Problems:
• 1. Answer these from the Humes v. Sacramento County case summary:
(a) Under what statute did the plaintiff bring suit?
(b) Why did the prior dismissals not bar in forma pauperis status?
(c) Within how many days could the complaint be amended?
• 2. Continue the Humes v. Sacramento County case summary past its final sentence.

Page:
# # # # # # #

(PC) Humes v. Sacramento County
2:18-cv-00966
| E.D. Cal. | May 9, 2019Background
- Plaintiff Jon Humes, a former county inmate and current state prisoner, sued Sacramento County under 42 U.S.C. § 1983 pro se, alleging a warrantless home arrest, physical beating, and defamation related to sex-offender registration.
- Plaintiff sought leave to proceed in forma pauperis (IFP); the court found prior dismissals that could constitute strikes but those were assessed after the instant filing and therefore did not bar IFP here.
- The court granted IFP and ordered the custodial agency to collect the filing fee per 28 U.S.C. § 1915(b).
- On screening under 28 U.S.C. § 1915A, the court found the complaint deficient: the arrest/force claim lacked dates, officer identities, agency attribution, and facts showing a County policy causing the injury (Monell problem).
- The defamation/registration claim duplicated allegations pending in a separate case against the County and was therefore duplicative.
- The complaint was dismissed with leave to amend within 30 days and detailed instructions were given about naming only responsible persons, keeping claims related, and pleading plausibly and concisely.

# # # # # # #

Coordinate annotation lines:
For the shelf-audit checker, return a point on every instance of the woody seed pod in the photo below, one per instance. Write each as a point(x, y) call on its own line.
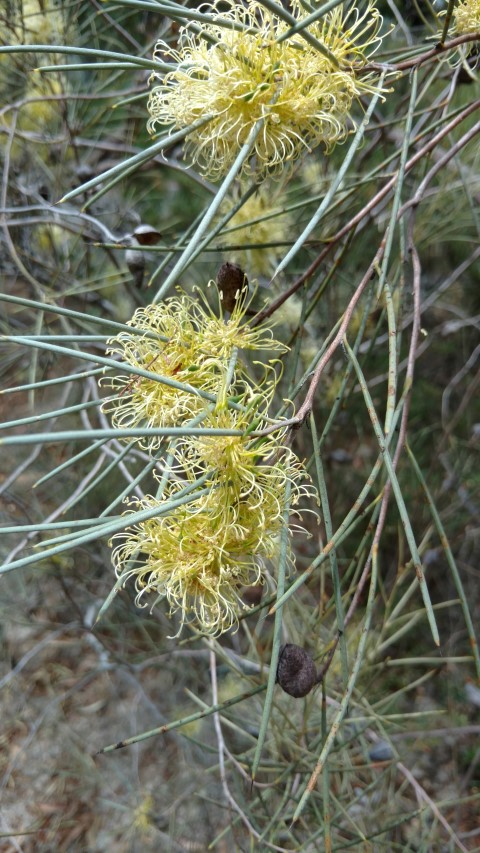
point(296, 671)
point(232, 284)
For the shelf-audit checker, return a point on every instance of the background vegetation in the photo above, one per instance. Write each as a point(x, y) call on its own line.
point(383, 753)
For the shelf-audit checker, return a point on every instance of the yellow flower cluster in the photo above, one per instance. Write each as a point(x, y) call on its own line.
point(467, 17)
point(204, 544)
point(257, 227)
point(239, 71)
point(186, 347)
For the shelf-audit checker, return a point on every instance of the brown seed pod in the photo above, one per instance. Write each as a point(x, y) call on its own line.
point(232, 284)
point(296, 671)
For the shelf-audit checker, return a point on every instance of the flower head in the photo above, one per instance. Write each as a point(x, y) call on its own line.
point(256, 227)
point(193, 561)
point(185, 343)
point(467, 17)
point(201, 555)
point(239, 74)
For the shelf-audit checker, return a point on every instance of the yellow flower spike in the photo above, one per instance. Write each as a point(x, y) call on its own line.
point(253, 224)
point(200, 556)
point(191, 561)
point(241, 75)
point(184, 341)
point(467, 17)
point(465, 20)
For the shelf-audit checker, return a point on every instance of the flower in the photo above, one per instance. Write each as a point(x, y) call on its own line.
point(467, 17)
point(252, 471)
point(465, 20)
point(240, 73)
point(193, 561)
point(256, 227)
point(200, 556)
point(186, 343)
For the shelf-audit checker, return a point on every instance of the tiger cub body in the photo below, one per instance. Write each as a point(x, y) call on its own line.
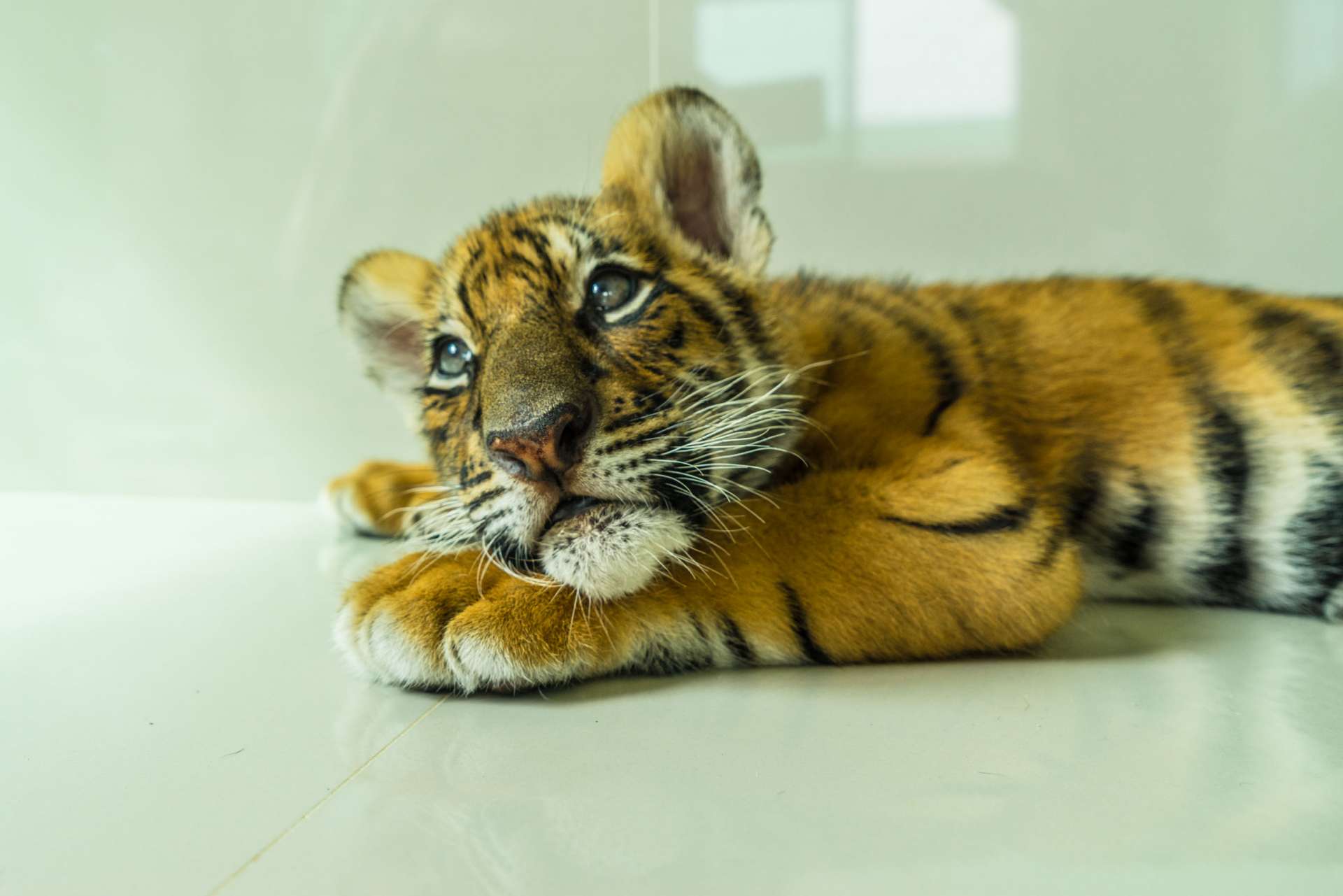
point(648, 456)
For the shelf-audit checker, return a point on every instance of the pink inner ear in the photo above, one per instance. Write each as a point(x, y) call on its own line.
point(696, 198)
point(399, 343)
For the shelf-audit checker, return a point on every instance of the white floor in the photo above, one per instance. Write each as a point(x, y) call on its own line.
point(175, 722)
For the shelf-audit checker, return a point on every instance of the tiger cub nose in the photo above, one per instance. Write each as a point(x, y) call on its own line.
point(547, 446)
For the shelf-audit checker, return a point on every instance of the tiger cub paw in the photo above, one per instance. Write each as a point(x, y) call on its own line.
point(448, 625)
point(381, 497)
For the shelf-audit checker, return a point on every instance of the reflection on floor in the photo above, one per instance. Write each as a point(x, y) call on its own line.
point(178, 720)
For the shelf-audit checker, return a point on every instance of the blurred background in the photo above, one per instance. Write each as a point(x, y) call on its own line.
point(185, 183)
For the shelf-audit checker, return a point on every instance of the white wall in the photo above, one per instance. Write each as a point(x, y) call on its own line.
point(185, 183)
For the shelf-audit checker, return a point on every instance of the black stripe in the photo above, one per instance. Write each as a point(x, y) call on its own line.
point(465, 303)
point(1004, 519)
point(737, 641)
point(1315, 535)
point(1223, 445)
point(1130, 541)
point(1307, 351)
point(810, 649)
point(950, 385)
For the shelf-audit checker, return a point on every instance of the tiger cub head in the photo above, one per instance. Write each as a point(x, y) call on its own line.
point(594, 376)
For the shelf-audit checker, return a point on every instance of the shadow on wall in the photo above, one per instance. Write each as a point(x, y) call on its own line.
point(1001, 137)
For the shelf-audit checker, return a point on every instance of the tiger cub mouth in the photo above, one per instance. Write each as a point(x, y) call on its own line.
point(572, 507)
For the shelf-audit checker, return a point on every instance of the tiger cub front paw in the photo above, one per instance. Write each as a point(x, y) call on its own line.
point(449, 624)
point(379, 497)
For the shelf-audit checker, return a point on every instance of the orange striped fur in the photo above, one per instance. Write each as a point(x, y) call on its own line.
point(651, 457)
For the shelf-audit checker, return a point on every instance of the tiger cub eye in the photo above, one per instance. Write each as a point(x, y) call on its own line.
point(454, 357)
point(610, 287)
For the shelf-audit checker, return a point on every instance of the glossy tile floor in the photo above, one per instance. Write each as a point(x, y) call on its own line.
point(175, 722)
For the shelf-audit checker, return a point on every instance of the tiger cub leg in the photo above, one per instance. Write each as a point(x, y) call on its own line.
point(381, 497)
point(935, 560)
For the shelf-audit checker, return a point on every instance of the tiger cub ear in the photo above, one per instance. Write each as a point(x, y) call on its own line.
point(685, 155)
point(385, 308)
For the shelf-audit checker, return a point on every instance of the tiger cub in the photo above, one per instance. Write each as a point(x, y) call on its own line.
point(649, 456)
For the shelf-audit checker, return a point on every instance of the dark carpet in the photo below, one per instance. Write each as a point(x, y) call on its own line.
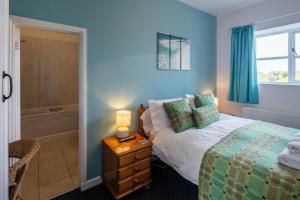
point(167, 184)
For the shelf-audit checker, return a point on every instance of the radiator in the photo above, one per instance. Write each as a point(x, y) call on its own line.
point(281, 118)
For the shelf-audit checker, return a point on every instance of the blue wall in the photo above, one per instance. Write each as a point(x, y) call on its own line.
point(122, 55)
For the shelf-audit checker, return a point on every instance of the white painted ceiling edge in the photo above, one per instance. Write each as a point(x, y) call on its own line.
point(220, 7)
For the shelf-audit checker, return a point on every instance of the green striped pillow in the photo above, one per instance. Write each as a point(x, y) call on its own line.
point(180, 115)
point(205, 115)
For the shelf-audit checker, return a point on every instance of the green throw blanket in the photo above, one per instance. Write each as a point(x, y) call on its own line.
point(244, 165)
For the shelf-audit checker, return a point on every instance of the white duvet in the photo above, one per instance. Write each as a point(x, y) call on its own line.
point(184, 151)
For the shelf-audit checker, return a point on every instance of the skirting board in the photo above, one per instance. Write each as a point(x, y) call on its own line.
point(91, 183)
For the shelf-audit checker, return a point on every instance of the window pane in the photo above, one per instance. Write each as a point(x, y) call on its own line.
point(298, 43)
point(298, 69)
point(272, 46)
point(272, 70)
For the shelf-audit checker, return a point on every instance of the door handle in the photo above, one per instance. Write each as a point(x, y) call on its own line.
point(5, 75)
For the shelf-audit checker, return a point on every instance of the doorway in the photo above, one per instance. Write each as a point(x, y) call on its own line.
point(48, 63)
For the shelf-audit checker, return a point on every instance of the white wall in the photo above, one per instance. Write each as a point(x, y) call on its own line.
point(274, 97)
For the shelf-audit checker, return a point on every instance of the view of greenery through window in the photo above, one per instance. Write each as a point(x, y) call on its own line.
point(272, 53)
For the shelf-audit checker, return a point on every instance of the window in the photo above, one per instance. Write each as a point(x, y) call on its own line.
point(278, 57)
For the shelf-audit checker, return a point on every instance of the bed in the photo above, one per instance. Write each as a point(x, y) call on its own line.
point(233, 158)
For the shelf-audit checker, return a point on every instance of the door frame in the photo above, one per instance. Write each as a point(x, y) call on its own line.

# # # # # # #

Per-task outputs:
• 1.
(a) 42 U.S.C. § 1983.
(b) They were assessed after the instant filing.
(c) 30 days.

• 2.
Issues
| Issue | Plaintiff's Argument | Defendant's Argument | Held |
|---|---|---|---|
| Whether plaintiff may proceed IFP despite prior strikes under 28 U.S.C. § 1915(g) | Humes sought IFP; prior dismissals exist but not relied on here | County implicitly relies on strikes to deny IFP | Court granted IFP because the listed strikes were assessed after the instant complaint's filing date and thus did not bar IFP |
| Whether the complaint survives screening under 28 U.S.C. § 1915A (sufficiency and Monell) | Humes alleges warrantless home arrest, beating, and County policy causing 4th Amendment violations; alleges County is forcing sex-offender registration despite expungement | County argues complaint fails to identify policies or individuals and duplicates a pending case | Court dismissed complaint for failure to state plausible claims and for duplicative claims; granted leave to amend with instructions on proper pleading and defendant identification |
Key Cases Cited
- Neitzke v. Williams, 490 U.S. 319 (legal frivolousness standard for IFP dismissal)
- Franklin v. Murphy, 745 F.2d 1221 (frivolousness guidance)
- Jackson v. Arizona, 885 F.2d 639 (dismissal of indisputably meritless IFP claims)
- Lopez v. Smith, 203 F.3d 1122 (pleading standards in pro se cases)
- Bell Atl. Corp. v. Twombly, 550 U.S. 544 (Rule 8 plausibility and facts above speculative level)
- Ashcroft v. Iqbal, 556 U.S. 662 (facial plausibility standard)
- Monell v. Dep't of Soc. Servs., 436 U.S. 658 (municipal liability under § 1983 requires a policy or custom)
- Johnson v. Duffy, 588 F.2d 740 (personal participation requirement for § 1983 liability)
- Jenkins v. McKeithen, 395 U.S. 411 (liberal construction for pro se pleadings)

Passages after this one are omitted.